══ Input for this task

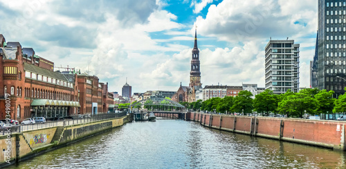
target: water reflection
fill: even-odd
[[[345,168],[344,154],[158,119],[127,123],[10,168]]]

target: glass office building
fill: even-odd
[[[337,98],[346,86],[346,1],[318,1],[317,87]]]

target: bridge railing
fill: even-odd
[[[11,132],[21,132],[28,130],[48,128],[56,126],[66,126],[66,125],[71,125],[75,124],[82,124],[93,121],[98,121],[110,118],[122,117],[125,116],[126,115],[127,112],[116,113],[116,114],[111,113],[111,114],[99,114],[84,115],[84,116],[75,116],[71,117],[70,118],[64,118],[62,121],[48,121],[46,123],[34,123],[34,124],[12,126],[11,128],[13,127],[13,130],[11,130]],[[4,132],[1,131],[2,130],[0,130],[1,132],[0,134],[2,135],[6,134],[6,131]]]

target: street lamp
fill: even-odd
[[[341,78],[341,77],[340,77],[340,76],[338,76],[338,76],[336,76],[336,78],[340,78],[340,79],[343,79],[343,80],[346,81],[346,79],[345,79],[345,78]]]

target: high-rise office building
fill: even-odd
[[[318,19],[317,87],[338,97],[346,86],[346,1],[319,0]]]
[[[299,91],[299,44],[270,40],[266,46],[266,89],[284,94]]]
[[[132,87],[127,84],[127,78],[126,80],[126,83],[122,86],[121,96],[126,99],[126,100],[129,101],[131,96],[132,96]]]

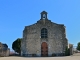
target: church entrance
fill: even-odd
[[[41,56],[47,57],[48,56],[48,45],[46,42],[43,42],[41,45]]]

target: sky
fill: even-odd
[[[66,26],[68,42],[80,42],[80,0],[0,0],[0,42],[12,50],[25,26],[36,23],[45,10],[48,19]]]

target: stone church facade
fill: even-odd
[[[68,46],[64,24],[51,22],[47,12],[41,12],[37,23],[25,26],[21,41],[21,56],[63,55]]]

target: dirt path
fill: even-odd
[[[80,56],[68,57],[1,57],[0,60],[80,60]]]

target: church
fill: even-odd
[[[64,24],[52,22],[42,11],[40,20],[25,26],[21,41],[21,56],[49,57],[61,56],[68,46]]]

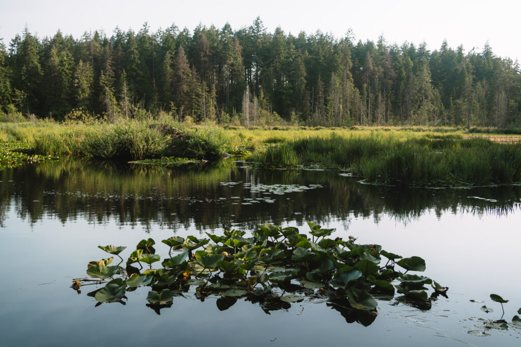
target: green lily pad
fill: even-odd
[[[188,255],[188,251],[182,252],[177,255],[172,256],[167,261],[167,262],[165,263],[165,266],[167,267],[175,267],[176,266],[179,266],[184,262],[184,260],[186,259],[187,255]]]
[[[170,289],[163,289],[160,293],[151,290],[146,300],[153,305],[164,305],[173,301],[173,294]]]
[[[488,334],[484,331],[481,331],[481,330],[470,330],[470,331],[467,331],[468,333],[471,335],[474,335],[474,336],[490,336],[490,334]]]
[[[374,310],[378,305],[376,300],[365,290],[353,289],[348,291],[349,303],[354,309],[368,311]]]
[[[195,262],[203,267],[215,268],[217,267],[217,263],[222,260],[224,258],[221,254],[212,254],[198,258],[195,260]]]
[[[500,330],[506,330],[508,328],[508,326],[506,323],[501,322],[489,322],[485,325],[485,328],[487,329],[498,329]]]
[[[331,285],[337,288],[342,288],[345,289],[345,287],[351,281],[358,279],[362,276],[361,272],[358,270],[353,270],[344,272],[334,277],[331,282]]]
[[[105,279],[108,277],[111,277],[120,269],[117,265],[115,266],[104,266],[101,265],[96,265],[87,269],[87,275],[95,277],[98,277],[101,279]]]
[[[394,253],[390,253],[387,252],[387,251],[384,251],[382,250],[380,251],[380,254],[386,257],[388,259],[391,260],[394,260],[395,259],[401,259],[403,257],[401,255],[399,255],[398,254],[395,254]]]
[[[155,249],[153,247],[155,244],[156,241],[153,239],[143,239],[139,241],[135,248],[136,249],[142,250],[143,253],[153,254],[156,252]]]
[[[305,297],[302,297],[295,294],[288,294],[280,298],[282,301],[286,302],[299,302],[302,301],[305,298]]]
[[[230,289],[222,293],[223,297],[242,297],[248,293],[245,290],[241,289]]]
[[[121,278],[114,279],[105,285],[94,295],[94,299],[100,302],[119,301],[125,295],[126,284]]]
[[[184,242],[184,239],[180,236],[172,236],[166,240],[162,240],[161,242],[171,248],[182,245]]]
[[[410,258],[400,259],[396,264],[411,271],[425,271],[425,261],[419,256],[411,256]]]
[[[508,302],[508,300],[505,300],[497,294],[491,294],[490,299],[492,299],[492,301],[495,301],[496,302],[499,302],[502,304],[504,304]]]
[[[486,313],[489,313],[490,312],[494,312],[493,310],[492,310],[490,307],[487,307],[485,305],[483,305],[483,306],[481,306],[481,310],[482,311],[483,311],[483,312],[485,312]]]
[[[141,255],[141,261],[143,263],[146,263],[149,264],[152,264],[153,263],[158,262],[160,260],[160,259],[161,258],[159,256],[159,254],[151,254],[147,253],[144,253]]]
[[[512,323],[511,325],[515,328],[521,329],[521,319],[519,319],[519,316],[514,316],[512,317]]]
[[[115,255],[117,255],[123,251],[127,246],[122,246],[116,247],[115,246],[112,246],[111,245],[108,245],[106,246],[98,246],[98,248],[100,249],[102,249],[107,253],[109,253],[111,254],[114,254]]]
[[[148,286],[152,282],[153,278],[153,275],[132,274],[132,276],[127,279],[127,285],[129,287]]]

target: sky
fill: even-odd
[[[513,0],[0,0],[0,37],[8,46],[26,25],[40,38],[58,29],[76,38],[100,29],[110,36],[117,26],[137,31],[145,22],[153,32],[172,23],[191,31],[199,23],[221,28],[229,22],[237,30],[259,16],[270,32],[280,26],[287,33],[319,29],[340,37],[351,29],[357,41],[383,34],[390,44],[425,41],[431,50],[446,39],[453,48],[480,52],[488,41],[497,55],[515,60],[520,13],[521,2]]]

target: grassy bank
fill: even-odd
[[[259,167],[348,169],[369,182],[412,186],[519,182],[520,138],[453,128],[224,128],[168,118],[89,125],[0,123],[0,140],[22,142],[41,155],[215,160],[247,149]]]

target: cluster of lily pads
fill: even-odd
[[[40,162],[57,159],[56,156],[29,154],[32,150],[29,144],[0,142],[0,168],[13,167],[24,162]]]
[[[512,317],[512,322],[510,323],[503,319],[503,316],[505,315],[505,310],[503,307],[503,304],[508,302],[508,300],[503,299],[503,298],[497,294],[491,294],[490,299],[492,301],[499,302],[501,304],[501,310],[503,312],[503,314],[501,315],[501,317],[499,318],[499,319],[496,320],[488,320],[481,318],[473,319],[482,322],[483,323],[483,326],[481,327],[482,328],[482,329],[479,330],[470,330],[468,331],[468,333],[475,336],[490,336],[490,334],[486,332],[487,329],[498,329],[499,330],[506,330],[508,328],[508,327],[513,327],[514,328],[521,329],[521,318],[519,318],[519,316],[517,316],[517,315],[514,316],[514,317]],[[485,302],[482,300],[471,300],[470,302],[478,303],[483,303]],[[486,305],[483,305],[481,307],[481,310],[486,313],[490,313],[494,312],[493,309],[487,307]],[[518,314],[521,314],[521,308],[517,310],[517,313]]]
[[[119,257],[119,264],[109,265],[113,258],[91,262],[86,273],[91,277],[75,279],[71,287],[79,290],[87,282],[105,281],[104,287],[89,293],[99,305],[124,303],[127,292],[148,286],[147,300],[158,313],[191,287],[195,287],[201,300],[219,297],[218,306],[231,306],[244,297],[259,303],[267,312],[275,303],[287,304],[306,297],[325,299],[328,305],[341,302],[338,305],[344,311],[371,313],[378,305],[375,296],[392,298],[396,292],[403,294],[401,300],[424,303],[440,294],[446,297],[446,287],[407,273],[425,270],[421,258],[402,258],[378,245],[357,244],[352,236],[348,240],[329,238],[334,229],[308,224],[308,234],[267,223],[250,237],[234,229],[222,236],[207,233],[209,238],[172,236],[162,241],[169,248],[162,261],[155,241],[144,239],[128,256],[125,267],[120,266],[125,261],[120,254],[126,247],[98,246]],[[152,268],[158,263],[160,267]],[[427,285],[434,290],[430,298]]]

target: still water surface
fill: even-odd
[[[482,325],[474,317],[501,316],[491,293],[510,300],[508,322],[521,307],[519,187],[400,190],[339,171],[245,165],[67,160],[0,171],[0,345],[519,345],[521,329],[467,332]],[[217,298],[201,302],[192,291],[158,315],[146,306],[150,288],[128,293],[125,305],[95,307],[86,295],[95,286],[79,295],[69,288],[89,261],[106,257],[98,245],[130,250],[152,237],[164,253],[160,240],[173,235],[251,230],[266,222],[301,232],[313,222],[336,228],[333,237],[421,256],[424,274],[448,286],[449,299],[420,309],[396,294],[368,317],[313,300],[263,310],[242,299],[221,311]],[[494,312],[480,311],[483,304]]]

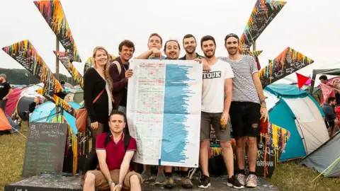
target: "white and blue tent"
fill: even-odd
[[[70,101],[67,102],[67,103],[76,110],[81,108],[80,105],[75,102]],[[59,108],[59,110],[61,110],[60,108]],[[30,116],[30,122],[47,122],[56,117],[55,113],[55,104],[50,101],[45,102],[34,110]],[[76,127],[76,118],[67,112],[64,112],[64,117],[74,133],[76,134],[78,134],[78,129]]]
[[[273,83],[264,88],[269,121],[290,132],[279,161],[302,158],[329,139],[324,112],[304,90]]]

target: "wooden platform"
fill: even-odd
[[[237,190],[227,185],[227,177],[211,178],[211,186],[204,190]],[[198,180],[196,177],[193,177],[193,188],[186,190],[181,185],[180,178],[175,176],[175,187],[172,190],[203,190],[198,187]],[[142,185],[142,190],[157,191],[164,190],[160,186],[153,185],[154,180],[145,182]],[[80,176],[72,175],[67,173],[42,174],[22,180],[18,183],[8,184],[5,187],[5,191],[70,191],[82,190],[80,185]],[[242,189],[242,190],[279,190],[276,186],[271,185],[263,178],[258,179],[256,188]]]

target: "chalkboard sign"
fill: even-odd
[[[23,177],[62,171],[67,132],[67,124],[30,122]]]

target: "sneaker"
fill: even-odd
[[[246,185],[246,175],[242,173],[238,173],[236,175],[236,178],[242,185]]]
[[[237,180],[237,178],[234,175],[232,176],[232,178],[228,178],[228,182],[227,183],[227,185],[229,187],[232,187],[236,189],[241,189],[244,187],[244,186],[241,184],[239,180]]]
[[[246,178],[246,187],[256,187],[257,186],[257,177],[256,175],[249,175]]]
[[[188,176],[182,177],[181,180],[182,180],[182,187],[183,188],[193,187],[193,183],[191,183],[191,180],[190,180],[190,178]]]
[[[154,180],[154,185],[163,185],[165,182],[165,175],[164,173],[157,173],[157,177],[156,178],[156,180]]]
[[[210,185],[210,178],[208,175],[202,175],[200,178],[200,182],[198,183],[198,187],[208,188]]]
[[[174,187],[174,178],[171,176],[167,176],[165,178],[166,180],[164,183],[164,187],[168,189],[171,189]]]
[[[151,172],[142,172],[140,175],[142,176],[143,182],[150,180],[152,178]]]

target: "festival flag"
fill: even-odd
[[[55,95],[64,90],[29,40],[21,41],[2,50],[44,83],[44,88],[37,91],[38,93],[76,116],[77,110]]]
[[[58,58],[59,61],[62,62],[62,65],[66,68],[67,71],[71,74],[74,81],[79,85],[81,88],[84,88],[84,79],[81,74],[78,71],[78,70],[74,67],[74,66],[71,63],[69,59],[67,57],[66,52],[53,51],[55,55]]]
[[[310,58],[291,47],[287,47],[260,71],[259,76],[262,86],[264,88],[313,62]]]
[[[310,79],[307,76],[300,74],[298,72],[296,73],[296,76],[298,77],[298,86],[299,90],[306,83],[306,82]]]
[[[239,50],[242,54],[264,32],[269,23],[285,5],[285,1],[258,0],[255,4],[246,28],[239,40]]]
[[[36,1],[34,1],[34,4],[57,35],[57,38],[67,52],[67,57],[71,62],[73,61],[81,62],[60,1],[59,0]]]

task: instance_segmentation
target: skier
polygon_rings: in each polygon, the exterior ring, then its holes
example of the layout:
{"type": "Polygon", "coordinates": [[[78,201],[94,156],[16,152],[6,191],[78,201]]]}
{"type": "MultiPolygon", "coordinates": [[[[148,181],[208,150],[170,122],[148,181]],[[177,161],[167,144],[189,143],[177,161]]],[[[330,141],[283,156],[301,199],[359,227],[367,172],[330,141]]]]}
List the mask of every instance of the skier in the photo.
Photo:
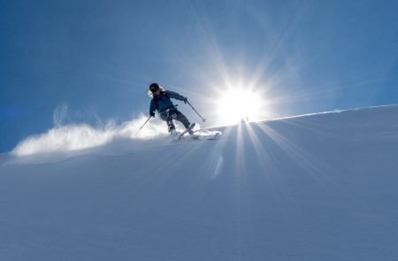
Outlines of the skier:
{"type": "Polygon", "coordinates": [[[188,103],[188,98],[180,95],[179,93],[165,90],[157,83],[152,83],[149,85],[149,90],[148,95],[151,97],[150,106],[149,106],[149,115],[155,117],[155,111],[159,112],[160,118],[165,120],[167,127],[169,128],[169,133],[172,135],[177,135],[175,130],[173,119],[181,122],[186,129],[189,129],[189,134],[192,134],[194,131],[192,128],[195,127],[195,123],[191,124],[187,117],[177,110],[176,105],[174,105],[171,98],[183,101],[185,104],[188,103]]]}

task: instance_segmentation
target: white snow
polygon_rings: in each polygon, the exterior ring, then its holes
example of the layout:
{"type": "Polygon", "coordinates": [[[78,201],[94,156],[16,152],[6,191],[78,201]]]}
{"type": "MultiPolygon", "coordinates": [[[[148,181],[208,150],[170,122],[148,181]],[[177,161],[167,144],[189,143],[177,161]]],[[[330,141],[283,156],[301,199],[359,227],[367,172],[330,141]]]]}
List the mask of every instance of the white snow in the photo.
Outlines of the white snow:
{"type": "Polygon", "coordinates": [[[398,259],[398,106],[220,130],[1,155],[0,260],[398,259]]]}

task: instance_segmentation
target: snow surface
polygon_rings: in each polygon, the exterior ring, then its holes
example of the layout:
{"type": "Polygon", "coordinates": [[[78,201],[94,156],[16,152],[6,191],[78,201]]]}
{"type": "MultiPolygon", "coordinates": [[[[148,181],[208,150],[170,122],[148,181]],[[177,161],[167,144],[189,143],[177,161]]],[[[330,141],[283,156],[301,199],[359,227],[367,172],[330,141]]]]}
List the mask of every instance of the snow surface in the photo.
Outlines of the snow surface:
{"type": "Polygon", "coordinates": [[[0,260],[398,260],[398,106],[0,156],[0,260]]]}

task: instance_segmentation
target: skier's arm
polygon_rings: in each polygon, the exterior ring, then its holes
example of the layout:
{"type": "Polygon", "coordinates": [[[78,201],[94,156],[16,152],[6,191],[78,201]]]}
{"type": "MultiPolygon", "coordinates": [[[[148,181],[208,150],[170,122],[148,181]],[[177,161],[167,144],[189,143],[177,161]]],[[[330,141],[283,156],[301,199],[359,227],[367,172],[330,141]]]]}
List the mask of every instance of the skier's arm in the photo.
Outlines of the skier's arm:
{"type": "Polygon", "coordinates": [[[149,115],[152,117],[155,117],[155,111],[157,110],[157,106],[155,105],[155,101],[151,100],[150,101],[150,105],[149,105],[149,115]]]}
{"type": "Polygon", "coordinates": [[[165,92],[171,98],[180,100],[180,101],[184,101],[184,102],[187,100],[187,97],[184,97],[183,96],[181,96],[180,94],[179,94],[177,92],[171,91],[171,90],[166,90],[165,92]]]}

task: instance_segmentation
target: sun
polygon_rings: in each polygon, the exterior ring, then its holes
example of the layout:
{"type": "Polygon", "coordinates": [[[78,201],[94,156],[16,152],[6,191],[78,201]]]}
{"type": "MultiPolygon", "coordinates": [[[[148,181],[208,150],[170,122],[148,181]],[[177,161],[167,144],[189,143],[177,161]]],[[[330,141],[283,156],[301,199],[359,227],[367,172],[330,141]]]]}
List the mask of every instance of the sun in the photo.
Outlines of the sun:
{"type": "Polygon", "coordinates": [[[226,125],[256,121],[262,119],[264,105],[260,93],[250,88],[231,87],[220,94],[217,112],[219,121],[226,125]]]}

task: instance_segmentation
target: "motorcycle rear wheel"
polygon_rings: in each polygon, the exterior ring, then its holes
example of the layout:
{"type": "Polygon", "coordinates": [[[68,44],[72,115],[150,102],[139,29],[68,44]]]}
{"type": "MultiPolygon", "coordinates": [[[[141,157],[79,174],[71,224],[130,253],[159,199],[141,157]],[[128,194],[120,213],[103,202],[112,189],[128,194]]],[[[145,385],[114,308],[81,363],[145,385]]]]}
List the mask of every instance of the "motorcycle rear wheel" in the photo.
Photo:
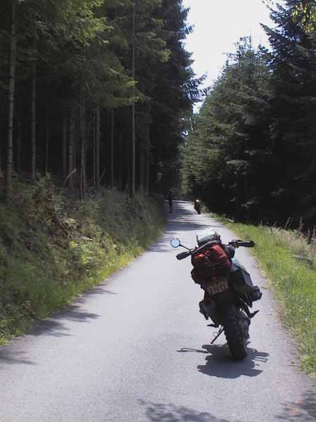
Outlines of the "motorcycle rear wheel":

════

■ Given exercise ■
Write out, character for character, the lines of the listing from its start through the line that contains "[[[337,98],[346,86],[346,1],[318,1],[317,87]]]", including that line. Leave the pictures out.

■ Complete response ■
target: water reflection
fill: even-odd
[[[345,168],[344,154],[158,119],[127,123],[10,168]]]

target: glass office building
fill: even-odd
[[[337,98],[346,86],[346,1],[318,1],[317,87]]]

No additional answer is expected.